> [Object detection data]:
..........
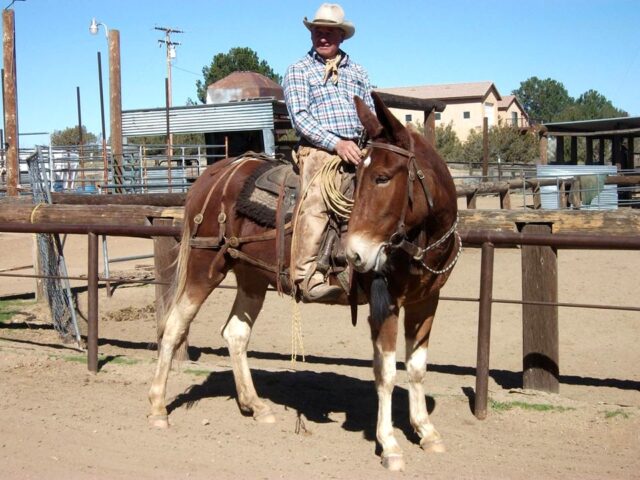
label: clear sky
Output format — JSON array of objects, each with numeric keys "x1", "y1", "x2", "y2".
[{"x1": 6, "y1": 0, "x2": 640, "y2": 147}]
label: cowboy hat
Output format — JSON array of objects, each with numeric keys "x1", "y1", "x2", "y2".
[{"x1": 302, "y1": 3, "x2": 356, "y2": 40}]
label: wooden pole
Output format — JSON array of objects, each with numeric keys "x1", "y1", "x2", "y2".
[
  {"x1": 109, "y1": 30, "x2": 122, "y2": 193},
  {"x1": 571, "y1": 137, "x2": 578, "y2": 165},
  {"x1": 473, "y1": 242, "x2": 494, "y2": 420},
  {"x1": 522, "y1": 224, "x2": 559, "y2": 393},
  {"x1": 2, "y1": 10, "x2": 20, "y2": 197},
  {"x1": 556, "y1": 137, "x2": 564, "y2": 165},
  {"x1": 540, "y1": 133, "x2": 549, "y2": 165},
  {"x1": 424, "y1": 109, "x2": 436, "y2": 147},
  {"x1": 584, "y1": 137, "x2": 593, "y2": 165},
  {"x1": 598, "y1": 137, "x2": 605, "y2": 165},
  {"x1": 482, "y1": 117, "x2": 489, "y2": 182}
]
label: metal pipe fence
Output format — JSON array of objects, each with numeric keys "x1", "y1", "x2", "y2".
[{"x1": 0, "y1": 144, "x2": 228, "y2": 194}]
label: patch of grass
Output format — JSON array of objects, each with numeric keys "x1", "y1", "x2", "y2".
[
  {"x1": 0, "y1": 300, "x2": 36, "y2": 323},
  {"x1": 62, "y1": 355, "x2": 140, "y2": 365},
  {"x1": 184, "y1": 368, "x2": 211, "y2": 377},
  {"x1": 490, "y1": 400, "x2": 575, "y2": 412},
  {"x1": 604, "y1": 409, "x2": 630, "y2": 418}
]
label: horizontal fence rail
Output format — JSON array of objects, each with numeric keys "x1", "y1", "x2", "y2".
[{"x1": 0, "y1": 222, "x2": 640, "y2": 402}]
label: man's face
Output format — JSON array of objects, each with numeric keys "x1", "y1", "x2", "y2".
[{"x1": 311, "y1": 27, "x2": 344, "y2": 60}]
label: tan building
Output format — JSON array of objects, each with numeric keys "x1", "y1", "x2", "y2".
[{"x1": 376, "y1": 82, "x2": 529, "y2": 142}]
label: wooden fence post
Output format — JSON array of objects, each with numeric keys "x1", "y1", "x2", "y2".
[{"x1": 522, "y1": 224, "x2": 559, "y2": 393}]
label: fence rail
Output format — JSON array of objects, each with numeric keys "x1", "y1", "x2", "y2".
[{"x1": 0, "y1": 219, "x2": 640, "y2": 419}]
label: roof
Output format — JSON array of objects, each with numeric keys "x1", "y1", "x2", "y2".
[
  {"x1": 377, "y1": 82, "x2": 502, "y2": 101},
  {"x1": 543, "y1": 117, "x2": 640, "y2": 137},
  {"x1": 207, "y1": 72, "x2": 284, "y2": 103}
]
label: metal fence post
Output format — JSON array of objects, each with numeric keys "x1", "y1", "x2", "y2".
[
  {"x1": 87, "y1": 232, "x2": 98, "y2": 373},
  {"x1": 473, "y1": 242, "x2": 494, "y2": 420}
]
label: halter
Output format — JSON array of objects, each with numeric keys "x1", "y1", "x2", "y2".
[{"x1": 367, "y1": 141, "x2": 462, "y2": 275}]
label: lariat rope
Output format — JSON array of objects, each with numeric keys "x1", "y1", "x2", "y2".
[{"x1": 320, "y1": 156, "x2": 353, "y2": 220}]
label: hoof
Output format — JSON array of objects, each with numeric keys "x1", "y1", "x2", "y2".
[
  {"x1": 147, "y1": 415, "x2": 169, "y2": 429},
  {"x1": 420, "y1": 437, "x2": 447, "y2": 453},
  {"x1": 253, "y1": 410, "x2": 276, "y2": 423},
  {"x1": 382, "y1": 453, "x2": 404, "y2": 472}
]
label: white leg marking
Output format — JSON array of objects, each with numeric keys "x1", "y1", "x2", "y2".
[
  {"x1": 373, "y1": 345, "x2": 404, "y2": 470},
  {"x1": 407, "y1": 340, "x2": 444, "y2": 451},
  {"x1": 221, "y1": 289, "x2": 275, "y2": 423}
]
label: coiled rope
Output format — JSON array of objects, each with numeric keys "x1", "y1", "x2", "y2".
[{"x1": 320, "y1": 156, "x2": 353, "y2": 220}]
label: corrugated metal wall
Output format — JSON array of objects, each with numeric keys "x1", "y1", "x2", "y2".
[
  {"x1": 122, "y1": 100, "x2": 274, "y2": 137},
  {"x1": 537, "y1": 165, "x2": 618, "y2": 210}
]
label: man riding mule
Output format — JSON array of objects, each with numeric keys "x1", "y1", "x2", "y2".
[
  {"x1": 149, "y1": 1, "x2": 461, "y2": 470},
  {"x1": 284, "y1": 3, "x2": 374, "y2": 302}
]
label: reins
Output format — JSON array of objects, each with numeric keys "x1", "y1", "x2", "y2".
[{"x1": 367, "y1": 141, "x2": 462, "y2": 275}]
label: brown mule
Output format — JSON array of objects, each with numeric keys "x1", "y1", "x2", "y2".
..........
> [Goal]: Arrange all of the data above as a JSON list of strings, one string per line, omitting blank lines and leaving out the pictures.

> [In response]:
[
  "label: clear sky",
  "Output format — JSON array of objects, each with numeric keys \"x1\", \"y1\", \"x2\", \"y2\".",
  "[{\"x1\": 6, \"y1\": 0, \"x2\": 640, \"y2\": 147}]",
  "label: cowboy hat",
  "Output format — JSON array of objects, each with numeric keys \"x1\", \"y1\", \"x2\", \"y2\".",
  "[{\"x1\": 302, \"y1\": 3, \"x2\": 356, \"y2\": 40}]",
  "label: wooden pole",
  "Output format — JSON array of objects, each with numeric keys \"x1\", \"y1\", \"x2\", \"y2\".",
  "[",
  "  {\"x1\": 109, \"y1\": 30, \"x2\": 122, \"y2\": 193},",
  "  {\"x1\": 571, \"y1\": 137, \"x2\": 578, \"y2\": 165},",
  "  {\"x1\": 473, \"y1\": 242, \"x2\": 494, \"y2\": 420},",
  "  {\"x1\": 522, \"y1\": 224, \"x2\": 559, \"y2\": 393},",
  "  {\"x1\": 2, \"y1\": 10, \"x2\": 20, \"y2\": 197},",
  "  {\"x1\": 556, \"y1\": 137, \"x2\": 564, \"y2\": 165},",
  "  {\"x1\": 540, \"y1\": 133, \"x2\": 549, \"y2\": 165},",
  "  {\"x1\": 424, \"y1\": 109, \"x2\": 436, \"y2\": 147},",
  "  {\"x1\": 584, \"y1\": 137, \"x2\": 593, \"y2\": 165},",
  "  {\"x1\": 598, \"y1\": 137, \"x2\": 605, \"y2\": 165},",
  "  {\"x1\": 482, \"y1\": 117, \"x2\": 489, \"y2\": 182}",
  "]",
  "label: metal pipe fence",
  "Output format — JSON array of objects, each with numeric keys \"x1\", \"y1\", \"x2\", \"y2\".",
  "[{\"x1\": 0, \"y1\": 144, \"x2\": 228, \"y2\": 194}]",
  "label: patch of grass",
  "Output format — JSON array of objects, each with numeric keys \"x1\", \"y1\", \"x2\", \"y2\".",
  "[",
  "  {\"x1\": 0, \"y1\": 300, \"x2\": 36, \"y2\": 323},",
  "  {\"x1\": 62, \"y1\": 355, \"x2\": 140, \"y2\": 365},",
  "  {\"x1\": 184, \"y1\": 368, \"x2\": 211, \"y2\": 377},",
  "  {\"x1\": 490, \"y1\": 400, \"x2\": 575, \"y2\": 412},",
  "  {\"x1\": 604, \"y1\": 409, \"x2\": 630, \"y2\": 418}",
  "]",
  "label: horizontal fence rail",
  "Output format — JSON array of objects, each with numeric keys \"x1\", \"y1\", \"x2\", \"y2\".",
  "[{\"x1\": 0, \"y1\": 222, \"x2\": 640, \"y2\": 402}]",
  "label: man's face",
  "Output format — JSON array of objects, each with numeric keys \"x1\", \"y1\", \"x2\", \"y2\".",
  "[{\"x1\": 311, \"y1\": 27, \"x2\": 344, \"y2\": 60}]",
  "label: tan building",
  "Output format — JSON array of objects, each with numeric keys \"x1\", \"y1\", \"x2\", \"y2\".",
  "[{\"x1\": 376, \"y1\": 82, \"x2\": 529, \"y2\": 142}]",
  "label: wooden fence post",
  "Output format — JSON array of objects, each with numeric keys \"x1\", \"y1\", \"x2\", \"y2\".",
  "[{\"x1\": 522, \"y1\": 224, \"x2\": 559, \"y2\": 393}]",
  "label: fence rail",
  "Output format — JSON array of objects, each with numeric keys \"x1\", \"y1\", \"x2\", \"y2\".",
  "[{\"x1\": 0, \"y1\": 219, \"x2\": 640, \"y2\": 419}]",
  "label: roof",
  "Output format — JSON array of objects, each with numeric keys \"x1\", \"y1\", \"x2\", \"y2\".",
  "[",
  "  {\"x1\": 377, \"y1\": 82, \"x2\": 502, \"y2\": 101},",
  "  {\"x1\": 543, \"y1\": 117, \"x2\": 640, \"y2\": 137},",
  "  {\"x1\": 207, \"y1\": 72, \"x2\": 284, \"y2\": 103}",
  "]",
  "label: metal fence post",
  "Output format — JSON array of objects, each with numeric keys \"x1\", \"y1\", \"x2\", \"y2\".",
  "[",
  "  {\"x1\": 87, \"y1\": 232, \"x2\": 98, \"y2\": 373},",
  "  {\"x1\": 473, \"y1\": 242, \"x2\": 494, \"y2\": 420}",
  "]",
  "label: halter",
  "Output format — JSON array of objects, each with numeric keys \"x1\", \"y1\", \"x2\", \"y2\".",
  "[{\"x1\": 367, \"y1\": 141, \"x2\": 462, \"y2\": 275}]",
  "label: lariat rope",
  "Output format — JSON array of objects, each with numeric keys \"x1\", \"y1\", \"x2\", \"y2\".",
  "[{\"x1\": 320, \"y1\": 156, \"x2\": 353, \"y2\": 220}]",
  "label: hoof",
  "Output format — JSON array of objects, each with numeric keys \"x1\", \"y1\", \"x2\", \"y2\".",
  "[",
  "  {\"x1\": 147, \"y1\": 415, \"x2\": 169, \"y2\": 429},",
  "  {\"x1\": 420, \"y1\": 437, \"x2\": 447, \"y2\": 453},",
  "  {\"x1\": 253, \"y1\": 410, \"x2\": 276, \"y2\": 423},",
  "  {\"x1\": 382, \"y1\": 453, \"x2\": 404, \"y2\": 472}",
  "]",
  "label: white leg marking",
  "Output format — JSON array of objects, each with numeric keys \"x1\", \"y1\", \"x2\", \"y2\".",
  "[",
  "  {\"x1\": 373, \"y1\": 345, \"x2\": 404, \"y2\": 470},",
  "  {\"x1\": 407, \"y1\": 340, \"x2\": 444, \"y2\": 451},",
  "  {\"x1\": 221, \"y1\": 289, \"x2\": 275, \"y2\": 423}",
  "]",
  "label: coiled rope",
  "Output format — JSON array of objects, each with numeric keys \"x1\", \"y1\", \"x2\", \"y2\".",
  "[{\"x1\": 320, \"y1\": 156, \"x2\": 353, \"y2\": 220}]",
  "label: corrugated metal wall",
  "Output format — JSON array of objects, each with numeric keys \"x1\", \"y1\", \"x2\", \"y2\".",
  "[",
  "  {\"x1\": 122, \"y1\": 100, \"x2\": 274, \"y2\": 137},",
  "  {\"x1\": 537, \"y1\": 165, \"x2\": 618, \"y2\": 210}",
  "]",
  "label: man riding mule",
  "Output format — JSON array of objects, each with numeric keys \"x1\", \"y1\", \"x2\", \"y2\".",
  "[",
  "  {\"x1\": 149, \"y1\": 1, \"x2\": 461, \"y2\": 470},",
  "  {\"x1\": 284, \"y1\": 3, \"x2\": 374, \"y2\": 302}",
  "]",
  "label: reins",
  "Output format — JSON array of objects, each with numeric keys \"x1\", \"y1\", \"x2\", \"y2\".",
  "[{\"x1\": 367, \"y1\": 141, \"x2\": 462, \"y2\": 275}]",
  "label: brown mule",
  "Output format — JSON array of objects, each with numeric keys \"x1\", \"y1\", \"x2\", \"y2\"."
]